EXCERPT
The Defense Department treats about 9 million service members and their families per year. The Veterans Affairs Department provides medical services to about 6 million veterans annually.
Add to this 15 million, the citizens served by the Indian Health Service, the National Institutes of Health, the Centers for Disease Control and Prevention and a host of other agencies, giving the federal government a timely opportunity to change the way through technology and innovation healthcare is delivered to all citizens.
Market research firm Deltek estimates agencies will increase their spending on commercial health IT products and services to $6.4 billion by 2021 up from $6 billion in 2016.
Deltek says DoD and VA are driving the spending increases through new electronic health care systems as well as the broader digitization of processes and integration of data across the federal healthcare sector.
The move to the cloud and the rise of better and faster data analytics will drive the broader adoption of telehealth and mobile applications for healthcare providers, Deltek says.
These technologies can help hospitals and clinics gain a complete view of any one patient to ensure the service member or veteran or citizen more generally receives unique health plan that makes the most of the existing data, systems and processes.
The challenge many health care organizations face, however, both in the public and private sectors, is the tangled mess of systems and databases that have grown up over the last 20 years. This makes data integration and sharing much more difficult.
Right behind that challenge is the amount of data health care produces each day. IDC Health Insights estimates more than 25,000 petabytes of health data will be created by 2020. How can patients and health practitioners manage, understand and make best use of all that information?
These challenges must be overcome to reach the end goals of these efforts, which like most IT transformation efforts center around lowering the cost of care, improving patient outcomes and improving the patient experience.
Jason Miller is a reporter whose work focuses mainly on technology and procurement issues, including cybersecurity, e-government and acquisition policies and programs.

(Natural language region descriptions)
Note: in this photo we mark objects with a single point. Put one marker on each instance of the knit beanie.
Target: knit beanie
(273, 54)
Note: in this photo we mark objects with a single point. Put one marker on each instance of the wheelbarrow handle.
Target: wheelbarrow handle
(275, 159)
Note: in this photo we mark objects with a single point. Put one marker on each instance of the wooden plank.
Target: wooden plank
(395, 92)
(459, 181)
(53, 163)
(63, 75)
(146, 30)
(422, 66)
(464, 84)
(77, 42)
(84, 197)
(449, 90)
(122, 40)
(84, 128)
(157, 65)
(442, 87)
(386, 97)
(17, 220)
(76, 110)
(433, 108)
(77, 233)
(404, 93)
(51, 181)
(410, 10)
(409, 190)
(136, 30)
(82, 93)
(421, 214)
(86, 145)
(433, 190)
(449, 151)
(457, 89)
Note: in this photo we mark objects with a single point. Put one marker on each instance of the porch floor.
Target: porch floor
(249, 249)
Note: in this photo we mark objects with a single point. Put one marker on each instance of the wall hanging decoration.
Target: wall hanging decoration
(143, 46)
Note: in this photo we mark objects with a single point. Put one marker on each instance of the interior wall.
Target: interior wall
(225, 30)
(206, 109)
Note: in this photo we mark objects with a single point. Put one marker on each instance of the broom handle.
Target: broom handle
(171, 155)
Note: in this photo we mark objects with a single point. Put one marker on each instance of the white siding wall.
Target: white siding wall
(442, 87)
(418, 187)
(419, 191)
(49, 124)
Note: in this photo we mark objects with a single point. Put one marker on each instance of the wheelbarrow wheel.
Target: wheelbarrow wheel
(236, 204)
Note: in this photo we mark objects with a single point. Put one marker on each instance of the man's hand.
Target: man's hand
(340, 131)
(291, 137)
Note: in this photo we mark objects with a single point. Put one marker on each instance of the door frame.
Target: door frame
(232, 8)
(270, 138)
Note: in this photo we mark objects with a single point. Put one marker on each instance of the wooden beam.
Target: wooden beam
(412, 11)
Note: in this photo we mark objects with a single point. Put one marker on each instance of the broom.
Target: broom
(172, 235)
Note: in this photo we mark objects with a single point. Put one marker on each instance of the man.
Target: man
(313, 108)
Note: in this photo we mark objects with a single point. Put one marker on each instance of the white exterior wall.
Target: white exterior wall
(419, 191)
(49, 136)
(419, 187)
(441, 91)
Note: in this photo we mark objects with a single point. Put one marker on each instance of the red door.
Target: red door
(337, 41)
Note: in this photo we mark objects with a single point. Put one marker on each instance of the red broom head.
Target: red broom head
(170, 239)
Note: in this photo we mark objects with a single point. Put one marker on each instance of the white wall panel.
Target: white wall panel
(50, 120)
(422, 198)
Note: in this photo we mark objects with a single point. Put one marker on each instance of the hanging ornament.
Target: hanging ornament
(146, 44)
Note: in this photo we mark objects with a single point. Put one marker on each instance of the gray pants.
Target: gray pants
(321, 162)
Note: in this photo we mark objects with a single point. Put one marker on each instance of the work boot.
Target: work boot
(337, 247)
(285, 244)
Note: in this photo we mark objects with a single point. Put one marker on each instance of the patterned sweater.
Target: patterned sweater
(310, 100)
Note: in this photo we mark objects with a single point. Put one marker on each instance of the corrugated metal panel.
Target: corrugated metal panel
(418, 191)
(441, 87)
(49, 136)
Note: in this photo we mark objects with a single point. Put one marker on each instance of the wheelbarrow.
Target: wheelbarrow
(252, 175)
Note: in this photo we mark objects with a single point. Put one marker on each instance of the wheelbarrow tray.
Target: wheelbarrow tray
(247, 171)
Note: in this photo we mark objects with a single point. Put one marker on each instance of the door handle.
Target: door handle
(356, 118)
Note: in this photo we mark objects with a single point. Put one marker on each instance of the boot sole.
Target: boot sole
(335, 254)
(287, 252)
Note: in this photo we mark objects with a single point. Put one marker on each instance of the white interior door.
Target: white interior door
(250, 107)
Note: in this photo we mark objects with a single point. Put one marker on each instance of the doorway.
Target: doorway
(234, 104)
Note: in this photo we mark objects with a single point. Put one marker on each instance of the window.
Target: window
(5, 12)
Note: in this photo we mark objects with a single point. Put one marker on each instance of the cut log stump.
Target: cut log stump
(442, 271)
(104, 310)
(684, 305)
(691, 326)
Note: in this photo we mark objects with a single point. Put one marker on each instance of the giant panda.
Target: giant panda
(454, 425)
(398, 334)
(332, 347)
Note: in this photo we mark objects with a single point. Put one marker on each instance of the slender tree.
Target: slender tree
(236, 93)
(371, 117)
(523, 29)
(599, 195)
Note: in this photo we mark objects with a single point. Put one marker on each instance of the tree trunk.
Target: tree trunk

TASKS TO CARRY OUT
(a) Rewrite the paragraph of the federal health IT text that begins "The challenge many health care organizations face" in a single shorter sentence, keeping its main facts.
(b) According to the federal health IT text, how much will agencies spend on commercial health IT products and services by 2021, by Deltek's estimate?
(c) Carry on the federal health IT text from where it ends.

RESPONSES TO THE EXERCISE
(a) Health care organizations in both the public and private sectors struggle with a tangle of systems and databases built up over the last 20 years, which makes integrating and sharing data much harder.

(b) $6.4 billion.

(c)
Andrew Jacobs, Technology Strategy Branch Chief, Architecture, Advanced Concepts & Engineering Division, Defense Health Agency
Andrew “Jake” Jacobs is the branch chief for the Technology Strategy Branch and the acting branch chief for the Engineering Branch, two branches of the Architecture, Advanced Concepts & Engineering (AACE) Division of the Defense Health Agency (DHA). Jacobs has more than 20 years of federal, industry, and military experience, leading IT operations and initiatives across large-scale complex organizations, including 10 years as a Navy Corpsman. Before his time as a branch chief, Jacobs was a key leader within the MHS infrastructure office, where he rose through the ranks as a network engineer and liaison to the MHS CTO. Today, Jacobs continues to provide guidance on all facets of emerging technologies, industry trends, and IT planning for military health.
Col. William Baez, Chief Medical Information Officer, Office of the Air Force Surgeon General
Col William Báez is the Chief Medical Information Officer and Chief Clinical Information Branch for the Air Force Medical Support Agency, Office of the Air Force Surgeon General, Defense Health Headquarters, Falls Church, Virginia. Col Báez is responsible for a team of six active duty members and eight civilian employees who provide medical modernization support in the arena of health information management and technology for more than 42 thousand medics, 2.6 million Air Force beneficiaries, and 76 military treatment facilities worldwide. His office’s mission is to provide medical information management and technology guidance and policy in support of medical expeditionary capabilities and the provision of cost-effective, patient-centered, and prevention-based health care. They also direct the implementation of legacy and future health care information systems and collaborate with Department of Defense and Veteran’s Administration organizations.
Wayne Bobby, Vice President, Infor Federal
Wayne Bobby joined Infor in October of 2013 to establish a Federal sales team and grow the business throughout the Civilian, Department of Defense, and the Intelligence Community. Prior to joining Infor, Mr. Bobby was the Vice President of Oracle’s Public Sector Industry Solutions for North America. He draws from over thirty years of work experience in public sector program operations and technology software solutions. Prior to joining Oracle in 1996, Mr. Bobby spent seventeen years in the Federal government where he was the Director of Financial Management Services for the U.S. Department of State. He holds a Master’s Degree in Business Administration with a concentration in Management Information Systems from George Washington University in Washington, D.C.
Prior to joining Infor, Beth led the Fairview Health System, Minneapolis, supply chain’s business intelligence team, responsible for converting data into actionable information for decision making. Beth also worked as a perioperative nurse in the U.S. Army and held positions in surgery and clinical management with Baldwin Area Medical Center, Baldwin, Wisc. Beth earned a bachelor’s degree in nursing from the University of Minnesota and a master’s degree in technology management from the University of Wisconsin. She is currently pursuing her PhD in healthcare informatics with the University of Minnesota.